# The Great (Incandescent) Lighbulb Conspiracy



## PhotonWrangler (Aug 31, 2015)

This article from IEEE is an interesting read about the early formation of a lighting cartel, and possibly the first instance of planned obsolescence. This cartel of worldwide lightbulb manufacturers actually worked to shorten the household bulb's lifespan from ~2500 hours to 1000 hours in order to sell more bulbs.


----------



## brickbat (Aug 31, 2015)

Thanks! Lots more interesting stuff on that IEEE Geek site. Who knew the blue LED was invented in the 70's at RCA?


----------



## FRITZHID (Sep 1, 2015)

Hmmmm.... Food for thought..


----------



## SemiMan (Sep 1, 2015)

PhotonWrangler said:


> This article from IEEE is an interesting read about the early formation of a lighting cartel, and possibly the first instance of planned obsolescence. This cartel of worldwide lightbulb manufacturers actually worked to shorten the household bulb's lifespan from ~2500 hours to 1000 hours in order to sell more bulbs.

### Extracted data:
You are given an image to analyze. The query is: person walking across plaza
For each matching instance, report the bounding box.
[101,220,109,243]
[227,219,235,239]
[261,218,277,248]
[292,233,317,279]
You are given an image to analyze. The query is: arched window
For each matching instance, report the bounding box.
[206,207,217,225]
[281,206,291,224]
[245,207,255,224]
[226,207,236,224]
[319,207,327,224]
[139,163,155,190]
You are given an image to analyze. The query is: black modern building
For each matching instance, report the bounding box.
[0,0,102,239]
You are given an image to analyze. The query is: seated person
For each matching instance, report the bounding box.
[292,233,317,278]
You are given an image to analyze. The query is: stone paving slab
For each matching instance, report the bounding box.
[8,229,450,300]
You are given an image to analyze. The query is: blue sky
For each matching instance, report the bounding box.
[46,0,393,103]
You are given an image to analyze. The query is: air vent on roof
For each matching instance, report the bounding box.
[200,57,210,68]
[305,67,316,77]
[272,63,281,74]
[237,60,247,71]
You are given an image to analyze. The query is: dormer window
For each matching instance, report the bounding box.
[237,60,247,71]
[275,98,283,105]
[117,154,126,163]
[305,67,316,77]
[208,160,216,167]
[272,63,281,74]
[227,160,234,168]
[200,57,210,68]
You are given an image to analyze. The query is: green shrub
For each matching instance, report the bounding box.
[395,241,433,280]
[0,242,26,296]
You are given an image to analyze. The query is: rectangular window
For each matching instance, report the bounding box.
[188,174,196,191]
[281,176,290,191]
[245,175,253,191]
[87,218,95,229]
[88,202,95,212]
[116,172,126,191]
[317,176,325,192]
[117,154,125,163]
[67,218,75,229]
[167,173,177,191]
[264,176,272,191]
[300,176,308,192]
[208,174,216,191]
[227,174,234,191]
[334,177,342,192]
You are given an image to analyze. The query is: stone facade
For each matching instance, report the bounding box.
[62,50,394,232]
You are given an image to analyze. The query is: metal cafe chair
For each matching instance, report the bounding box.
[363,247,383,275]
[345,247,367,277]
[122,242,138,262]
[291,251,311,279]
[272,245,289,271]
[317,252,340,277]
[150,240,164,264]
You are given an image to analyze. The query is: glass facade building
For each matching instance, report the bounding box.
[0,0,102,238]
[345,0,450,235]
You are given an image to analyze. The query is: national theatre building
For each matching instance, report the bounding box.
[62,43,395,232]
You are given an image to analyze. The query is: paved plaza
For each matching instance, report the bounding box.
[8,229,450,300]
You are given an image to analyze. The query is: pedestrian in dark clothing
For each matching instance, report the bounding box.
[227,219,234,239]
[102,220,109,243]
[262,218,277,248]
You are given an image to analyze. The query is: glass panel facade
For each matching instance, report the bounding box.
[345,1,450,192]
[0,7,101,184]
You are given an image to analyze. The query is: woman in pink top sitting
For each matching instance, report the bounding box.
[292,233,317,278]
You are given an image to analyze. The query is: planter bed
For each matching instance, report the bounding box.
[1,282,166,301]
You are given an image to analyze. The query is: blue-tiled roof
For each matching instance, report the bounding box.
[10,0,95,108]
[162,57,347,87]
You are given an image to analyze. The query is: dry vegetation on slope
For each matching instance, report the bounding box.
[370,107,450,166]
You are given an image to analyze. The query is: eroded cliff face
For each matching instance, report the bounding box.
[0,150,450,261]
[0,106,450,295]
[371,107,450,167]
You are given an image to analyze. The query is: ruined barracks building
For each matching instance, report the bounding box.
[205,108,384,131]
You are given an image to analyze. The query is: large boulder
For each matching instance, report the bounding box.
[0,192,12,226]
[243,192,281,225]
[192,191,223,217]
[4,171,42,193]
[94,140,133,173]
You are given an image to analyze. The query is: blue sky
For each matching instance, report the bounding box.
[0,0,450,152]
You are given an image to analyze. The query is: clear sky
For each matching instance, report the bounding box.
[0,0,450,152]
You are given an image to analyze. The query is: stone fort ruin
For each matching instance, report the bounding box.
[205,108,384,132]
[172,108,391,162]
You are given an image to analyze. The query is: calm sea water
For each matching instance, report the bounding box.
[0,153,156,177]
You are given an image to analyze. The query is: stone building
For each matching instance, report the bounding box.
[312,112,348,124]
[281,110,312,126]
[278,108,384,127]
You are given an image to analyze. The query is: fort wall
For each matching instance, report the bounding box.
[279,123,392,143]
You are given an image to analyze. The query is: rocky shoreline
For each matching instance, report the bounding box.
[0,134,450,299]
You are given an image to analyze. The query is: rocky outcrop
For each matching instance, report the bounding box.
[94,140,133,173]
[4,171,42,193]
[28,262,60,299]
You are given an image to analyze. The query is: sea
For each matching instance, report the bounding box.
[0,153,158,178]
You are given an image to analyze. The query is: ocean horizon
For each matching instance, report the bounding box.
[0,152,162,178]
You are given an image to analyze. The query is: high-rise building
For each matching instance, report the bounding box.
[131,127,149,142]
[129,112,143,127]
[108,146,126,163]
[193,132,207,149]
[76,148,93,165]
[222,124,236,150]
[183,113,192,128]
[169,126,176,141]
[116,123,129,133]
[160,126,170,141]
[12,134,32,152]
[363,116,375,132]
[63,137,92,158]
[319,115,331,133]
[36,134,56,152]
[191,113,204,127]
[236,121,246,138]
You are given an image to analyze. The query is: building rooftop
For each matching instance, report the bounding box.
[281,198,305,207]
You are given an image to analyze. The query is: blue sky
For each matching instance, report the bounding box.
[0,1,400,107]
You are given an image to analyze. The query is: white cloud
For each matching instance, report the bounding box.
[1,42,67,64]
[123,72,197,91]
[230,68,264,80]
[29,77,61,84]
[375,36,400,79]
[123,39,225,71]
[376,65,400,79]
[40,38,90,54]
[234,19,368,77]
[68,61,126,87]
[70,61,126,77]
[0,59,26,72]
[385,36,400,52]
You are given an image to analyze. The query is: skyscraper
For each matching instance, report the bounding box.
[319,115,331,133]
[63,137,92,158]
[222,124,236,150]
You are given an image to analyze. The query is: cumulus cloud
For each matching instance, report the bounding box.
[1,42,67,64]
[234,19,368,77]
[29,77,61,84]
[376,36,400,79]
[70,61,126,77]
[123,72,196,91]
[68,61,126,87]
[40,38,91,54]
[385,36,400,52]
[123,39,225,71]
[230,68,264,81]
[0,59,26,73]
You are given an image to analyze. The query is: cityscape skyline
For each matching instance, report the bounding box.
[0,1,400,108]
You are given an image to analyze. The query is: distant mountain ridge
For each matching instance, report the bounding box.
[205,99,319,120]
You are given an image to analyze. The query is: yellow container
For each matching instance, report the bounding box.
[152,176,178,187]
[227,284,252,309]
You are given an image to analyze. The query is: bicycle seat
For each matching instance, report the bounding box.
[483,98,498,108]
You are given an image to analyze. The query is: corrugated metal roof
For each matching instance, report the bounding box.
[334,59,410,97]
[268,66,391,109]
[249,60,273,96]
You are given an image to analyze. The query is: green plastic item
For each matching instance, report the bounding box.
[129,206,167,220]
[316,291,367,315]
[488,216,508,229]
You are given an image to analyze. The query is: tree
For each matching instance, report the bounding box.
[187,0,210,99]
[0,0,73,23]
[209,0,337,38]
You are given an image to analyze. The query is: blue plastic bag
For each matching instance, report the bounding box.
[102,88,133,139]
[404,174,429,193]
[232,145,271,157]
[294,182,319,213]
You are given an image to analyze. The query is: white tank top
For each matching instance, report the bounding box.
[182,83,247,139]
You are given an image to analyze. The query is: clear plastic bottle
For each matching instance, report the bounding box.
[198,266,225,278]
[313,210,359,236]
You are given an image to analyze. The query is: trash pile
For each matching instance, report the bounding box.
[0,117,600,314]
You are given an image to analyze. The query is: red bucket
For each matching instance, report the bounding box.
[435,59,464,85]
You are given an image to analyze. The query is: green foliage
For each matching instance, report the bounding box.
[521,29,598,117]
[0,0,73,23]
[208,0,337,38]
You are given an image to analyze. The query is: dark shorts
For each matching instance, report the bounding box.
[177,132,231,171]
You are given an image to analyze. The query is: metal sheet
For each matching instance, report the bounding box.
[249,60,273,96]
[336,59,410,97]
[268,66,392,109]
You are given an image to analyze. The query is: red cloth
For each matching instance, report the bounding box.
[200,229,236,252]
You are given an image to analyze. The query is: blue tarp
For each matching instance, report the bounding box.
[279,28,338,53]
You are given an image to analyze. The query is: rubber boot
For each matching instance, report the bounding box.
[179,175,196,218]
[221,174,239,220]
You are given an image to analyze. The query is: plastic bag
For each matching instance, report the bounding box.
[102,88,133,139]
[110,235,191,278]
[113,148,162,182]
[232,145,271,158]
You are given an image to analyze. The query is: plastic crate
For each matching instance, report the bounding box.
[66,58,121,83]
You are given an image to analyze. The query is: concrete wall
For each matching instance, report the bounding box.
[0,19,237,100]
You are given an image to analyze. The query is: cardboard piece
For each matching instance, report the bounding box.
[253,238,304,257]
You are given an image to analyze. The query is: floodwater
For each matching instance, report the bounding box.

### Work task 1:
Answer these questions from the lightbulb cartel thread:
(a) What lifespan did the cartel shorten the household bulb's lifespan to?
(b) According to brickbat, where was the blue LED invented?
(c) On what date did FRITZHID post?
### Work task 2:
Duplicate the stretch of the lightbulb cartel thread from "## PhotonWrangler (Aug" through "70's at RCA?".
### Work task 3:
List the username of every poster in the lightbulb cartel thread.

### Exercise response 1:
(a) 1000 hours
(b) At RCA
(c) Sep 1, 2015

### Exercise response 2:
## PhotonWrangler (Aug 31, 2015)

This article from IEEE is an interesting read about the early formation of a lighting cartel, and possibly the first instance of planned obsolescence. This cartel of worldwide lightbulb manufacturers actually worked to shorten the household bulb's lifespan from ~2500 hours to 1000 hours in order to sell more bulbs.


----------



## brickbat (Aug 31, 2015)

Thanks! Lots more interesting stuff on that IEEE Geek site. Who knew the blue LED was invented in the 70's at RCA?

### Exercise response 3:
PhotonWrangler
brickbat
FRITZHID
SemiMan